[Dataset records about object locations]
◇ ◇ ◇ ◇ ◇
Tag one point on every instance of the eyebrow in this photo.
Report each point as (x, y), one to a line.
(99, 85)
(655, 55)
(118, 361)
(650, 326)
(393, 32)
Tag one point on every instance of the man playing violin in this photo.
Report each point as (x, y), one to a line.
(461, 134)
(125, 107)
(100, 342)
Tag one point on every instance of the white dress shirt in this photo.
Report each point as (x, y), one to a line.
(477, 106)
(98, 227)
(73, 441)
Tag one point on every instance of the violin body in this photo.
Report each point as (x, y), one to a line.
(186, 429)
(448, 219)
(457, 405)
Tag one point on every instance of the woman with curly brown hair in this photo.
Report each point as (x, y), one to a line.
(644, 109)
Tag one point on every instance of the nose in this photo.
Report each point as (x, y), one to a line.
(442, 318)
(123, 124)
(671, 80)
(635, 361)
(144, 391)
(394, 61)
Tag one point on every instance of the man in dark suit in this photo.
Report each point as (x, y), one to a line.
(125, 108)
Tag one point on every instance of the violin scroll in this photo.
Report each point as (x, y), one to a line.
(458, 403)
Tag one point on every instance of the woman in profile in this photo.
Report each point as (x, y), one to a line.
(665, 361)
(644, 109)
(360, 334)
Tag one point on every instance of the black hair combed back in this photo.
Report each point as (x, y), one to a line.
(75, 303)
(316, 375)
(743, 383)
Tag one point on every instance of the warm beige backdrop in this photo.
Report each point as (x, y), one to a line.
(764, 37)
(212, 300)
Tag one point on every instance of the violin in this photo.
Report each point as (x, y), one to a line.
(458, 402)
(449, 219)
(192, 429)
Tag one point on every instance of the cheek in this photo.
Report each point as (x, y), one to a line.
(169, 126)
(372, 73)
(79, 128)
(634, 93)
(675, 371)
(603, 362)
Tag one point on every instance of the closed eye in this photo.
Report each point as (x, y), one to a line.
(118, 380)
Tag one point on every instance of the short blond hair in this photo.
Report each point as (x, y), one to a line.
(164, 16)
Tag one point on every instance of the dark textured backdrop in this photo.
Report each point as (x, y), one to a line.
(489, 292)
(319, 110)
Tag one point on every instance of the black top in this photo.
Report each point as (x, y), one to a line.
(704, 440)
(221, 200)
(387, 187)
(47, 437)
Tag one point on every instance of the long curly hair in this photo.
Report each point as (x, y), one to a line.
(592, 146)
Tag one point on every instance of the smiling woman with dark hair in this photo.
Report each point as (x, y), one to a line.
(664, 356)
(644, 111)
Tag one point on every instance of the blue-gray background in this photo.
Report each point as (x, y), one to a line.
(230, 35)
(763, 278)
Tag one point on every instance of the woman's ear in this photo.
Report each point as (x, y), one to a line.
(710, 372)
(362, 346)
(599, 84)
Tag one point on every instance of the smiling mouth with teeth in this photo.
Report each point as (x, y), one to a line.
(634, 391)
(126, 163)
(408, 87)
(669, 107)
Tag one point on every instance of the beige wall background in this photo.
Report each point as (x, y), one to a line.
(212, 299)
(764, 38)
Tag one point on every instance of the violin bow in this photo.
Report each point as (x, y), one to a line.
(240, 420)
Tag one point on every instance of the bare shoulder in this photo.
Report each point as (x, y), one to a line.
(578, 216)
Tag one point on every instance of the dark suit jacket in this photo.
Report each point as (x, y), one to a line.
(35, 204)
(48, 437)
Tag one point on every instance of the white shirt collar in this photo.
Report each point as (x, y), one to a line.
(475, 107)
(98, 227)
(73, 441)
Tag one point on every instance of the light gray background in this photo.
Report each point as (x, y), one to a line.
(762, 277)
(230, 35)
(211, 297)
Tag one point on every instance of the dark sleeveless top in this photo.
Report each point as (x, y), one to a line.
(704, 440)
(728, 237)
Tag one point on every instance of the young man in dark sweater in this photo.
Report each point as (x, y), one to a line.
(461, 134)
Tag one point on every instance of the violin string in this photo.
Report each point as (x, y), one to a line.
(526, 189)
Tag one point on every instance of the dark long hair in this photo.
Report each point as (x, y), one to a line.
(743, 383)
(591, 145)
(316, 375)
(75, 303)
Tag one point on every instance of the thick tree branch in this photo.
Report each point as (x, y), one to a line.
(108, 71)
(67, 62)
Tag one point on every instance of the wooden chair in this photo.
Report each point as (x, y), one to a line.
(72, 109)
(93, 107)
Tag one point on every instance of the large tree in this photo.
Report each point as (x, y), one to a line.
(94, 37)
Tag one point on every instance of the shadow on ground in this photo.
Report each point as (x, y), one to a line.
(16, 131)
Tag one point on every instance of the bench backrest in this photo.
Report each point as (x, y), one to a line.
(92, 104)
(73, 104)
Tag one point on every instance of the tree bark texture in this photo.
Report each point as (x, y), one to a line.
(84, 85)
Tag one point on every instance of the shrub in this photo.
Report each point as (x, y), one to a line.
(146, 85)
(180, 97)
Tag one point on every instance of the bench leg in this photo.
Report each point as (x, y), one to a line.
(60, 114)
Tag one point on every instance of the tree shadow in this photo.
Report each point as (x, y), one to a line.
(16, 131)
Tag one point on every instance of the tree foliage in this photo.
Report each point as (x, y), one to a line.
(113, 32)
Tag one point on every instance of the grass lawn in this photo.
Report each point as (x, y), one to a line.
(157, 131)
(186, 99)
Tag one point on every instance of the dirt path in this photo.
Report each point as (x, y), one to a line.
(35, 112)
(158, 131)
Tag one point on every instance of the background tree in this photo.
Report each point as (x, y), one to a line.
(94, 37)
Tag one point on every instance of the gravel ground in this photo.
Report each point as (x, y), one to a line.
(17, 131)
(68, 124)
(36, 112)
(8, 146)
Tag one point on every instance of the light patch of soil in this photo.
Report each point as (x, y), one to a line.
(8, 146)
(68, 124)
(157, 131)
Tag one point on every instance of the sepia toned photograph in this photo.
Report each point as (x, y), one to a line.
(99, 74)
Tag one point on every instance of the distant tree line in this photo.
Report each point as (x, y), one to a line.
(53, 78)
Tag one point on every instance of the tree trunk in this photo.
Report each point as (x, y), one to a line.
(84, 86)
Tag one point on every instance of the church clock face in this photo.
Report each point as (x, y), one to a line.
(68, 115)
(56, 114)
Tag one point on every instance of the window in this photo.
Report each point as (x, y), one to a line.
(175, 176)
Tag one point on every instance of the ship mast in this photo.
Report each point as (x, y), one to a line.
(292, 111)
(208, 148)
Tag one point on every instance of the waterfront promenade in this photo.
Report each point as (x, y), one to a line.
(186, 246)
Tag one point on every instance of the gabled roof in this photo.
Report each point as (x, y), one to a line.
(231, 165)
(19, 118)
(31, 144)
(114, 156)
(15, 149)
◇ ◇ ◇ ◇ ◇
§ Exercise task
Every entry should be printed again exactly as it stands.

§ The solution
Tag one point on every instance of the eyebrow in this photo.
Report each point as (x, y), one to a line.
(99, 85)
(655, 55)
(118, 361)
(650, 326)
(393, 32)
Tag one point on every instance of the man playing violin in this photo.
Report each point as (x, y), one to a line.
(461, 134)
(125, 107)
(100, 342)
Tag one point on every instance of the white dress shirt in this photo.
Report each point as (x, y), one to a line.
(477, 106)
(98, 227)
(73, 441)
Tag one point on every instance of the violin body in this photo.
Report each point as (x, y), one to a line.
(186, 429)
(448, 219)
(457, 405)
Tag one point on every instance of the woman with curly brown hair in this photo.
Report each point as (x, y), one to a line.
(644, 109)
Tag one point on every instance of the nose in this photo.
Report each point as (x, y), one to a line.
(442, 318)
(123, 124)
(671, 80)
(635, 361)
(144, 391)
(394, 61)
Tag one point on every instance of the man in dark suit in this photo.
Report each point as (x, y), one to a line.
(125, 108)
Tag one point on every instance of the violin scroll in this photo.
Report each point as (x, y), one to a line.
(458, 403)
Tag one point on every instance of the woman in profile in this photo.
Report each point as (x, y), one to a line.
(665, 361)
(644, 109)
(360, 334)
Tag one point on every instance of the black hair combed back in this photo.
Report each point as (x, y), one to a line.
(75, 303)
(316, 375)
(743, 383)
Tag one point on every instance of the warm beige backdrop in this photo.
Report each point as (x, y), one to a line.
(764, 37)
(212, 300)
Tag one point on every instance of the violin in this photo.
Report each point as (x, y), one to a line.
(458, 402)
(449, 219)
(192, 429)
Tag one point on every instance of the cheek in this photo.
Report each point as (x, y), one to a line.
(169, 126)
(372, 73)
(79, 128)
(634, 93)
(675, 371)
(603, 362)
Tag one point on every instance of the closed eye in this photo.
Report each point as (x, y), one to a line.
(118, 380)
Tag one point on every instance of the short blond hair in this photo.
Report each point as (x, y), one to a line.
(164, 16)
Tag one point on every instance of the dark textured backdrop in this photo.
Report each point as (x, y), one to a line.
(489, 292)
(319, 110)
Tag one point on every instance of the black top in this photo.
Report each point as (x, y), one to a line.
(704, 440)
(221, 200)
(387, 187)
(47, 437)
Tag one point on every instance of the long curly hair in this photo.
Report each point as (x, y), one to a line.
(592, 146)
Tag one point on every instance of the smiling woman with dark hair in this photo.
Report each point as (x, y), one to a line.
(664, 356)
(644, 111)
Tag one point on every instance of the blue-gray background in this photo.
Report each point as (x, y), one to a line.
(230, 35)
(763, 278)
Tag one point on every instance of the woman's ear in this photo.
Report each point as (x, y), one to a line.
(710, 372)
(362, 346)
(599, 84)
Tag one point on every instance of the smiling mouth with teeth in this photo.
Report each point as (x, y), one to a line.
(634, 391)
(126, 163)
(408, 87)
(669, 107)
Tag one point on every instance of the beige wall background in this photo.
Report each point as (x, y), one to a line.
(212, 299)
(764, 38)
Tag one point on every instance of the violin bow in this photo.
Report each point as (x, y), one to a line.
(240, 420)
Tag one point on every instance of the bare shoulder in this photo.
Report each point as (x, y), one to a line.
(578, 216)
Tag one point on every instance of the dark suit jacket in this photo.
Report each point as (x, y), one to a line.
(35, 204)
(48, 437)
Tag one point on every instance of the white shirt collar in this photo.
Report each point as (x, y), one to a line.
(475, 107)
(98, 227)
(73, 441)
Tag one point on every instance of the light gray background in this photo.
Report each point as (x, y), one to a line.
(762, 277)
(230, 35)
(211, 297)
Tag one point on every instance of the dark sleeveless top in this photo.
Report each point as (x, y), one to a line.
(704, 440)
(728, 237)
Tag one point on every instance of the young man in dark sweater in this photo.
Report each point as (x, y), one to a line.
(461, 134)
Tag one point on every instance of the violin string in this photo.
Report each point as (x, y), one to a line.
(526, 189)
Tag one point on every instance of the dark long hair in this photo.
Report each point as (x, y), one to a line.
(743, 383)
(591, 145)
(316, 375)
(75, 303)
Tag one point on every instance of the thick tree branch in this photo.
Report each point as (x, y), one to a line.
(108, 71)
(67, 62)
Tag one point on every instance of the wooden chair in this photo.
Report each point as (x, y), one to a line.
(72, 109)
(93, 107)
Tag one point on every instance of the large tree in this photo.
Report each point as (x, y), one to a line.
(94, 37)
Tag one point on every instance of the shadow on ground in this photo.
Report each point as (x, y), one to a line.
(16, 131)
Tag one point on every instance of the bench backrest in this photo.
Report each point as (x, y), one to a line.
(92, 104)
(73, 104)
Tag one point on every instance of the tree bark texture in this photo.
Report each point as (x, y), one to a line.
(84, 85)
Tag one point on every instance of the shrub in this photo.
Report each point as (x, y), one to a line.
(146, 85)
(180, 97)
Tag one point on every instance of the bench leg in this photo.
Report each point as (x, y), one to a line.
(60, 114)
Tag one point on every instance of the tree shadow in this photo.
Report each point as (x, y), one to a line.
(16, 131)
Tag one point on every instance of the tree foliage in this photo.
Report each point as (x, y), one to a line.
(113, 32)
Tag one point on every instance of the grass lawn in this photo.
Report each point as (x, y), one to a line.
(157, 131)
(186, 99)
Tag one point on every instance of the dirt path in this photo.
Report each point as (x, y), one to a line.
(35, 112)
(158, 131)
Tag one point on every instance of the background tree in this photo.
Report each point as (x, y), one to a line.
(94, 37)
Tag one point on every instance of the gravel ground in this photo.
Report each point as (x, y), one to a line.
(17, 131)
(68, 124)
(36, 112)
(8, 146)
Tag one point on every instance of the light patch of soil in this photo.
Report each point as (x, y), one to a line.
(8, 146)
(68, 124)
(157, 131)
Tag one point on every instance of the sepia toned photograph in this photo.
Report each point as (x, y), one to a line.
(99, 74)
Tag one point on every instance of the distant tree line in this photo.
Report each point as (x, y), one to a line.
(53, 78)
Tag one point on every instance of the tree trunk in this photo.
Report each point as (x, y), one to a line.
(84, 86)
Tag one point on every instance of the church clock face in this photo.
Report each point as (x, y), one to a line.
(68, 115)
(56, 114)
Tag one point on every instance of the window in this photo.
Report each point as (x, y), one to a line.
(175, 176)
Tag one point on every instance of the ship mast in this photo.
Report each point as (x, y), one to a line.
(292, 111)
(208, 148)
Tag one point on every instance of the waterfront promenade in this photo.
Report each point as (x, y), one to a line.
(186, 246)
Tag one point on every instance of the gabled roof in this photo.
Report each point as (x, y), one to a line.
(231, 165)
(19, 118)
(31, 144)
(114, 156)
(15, 149)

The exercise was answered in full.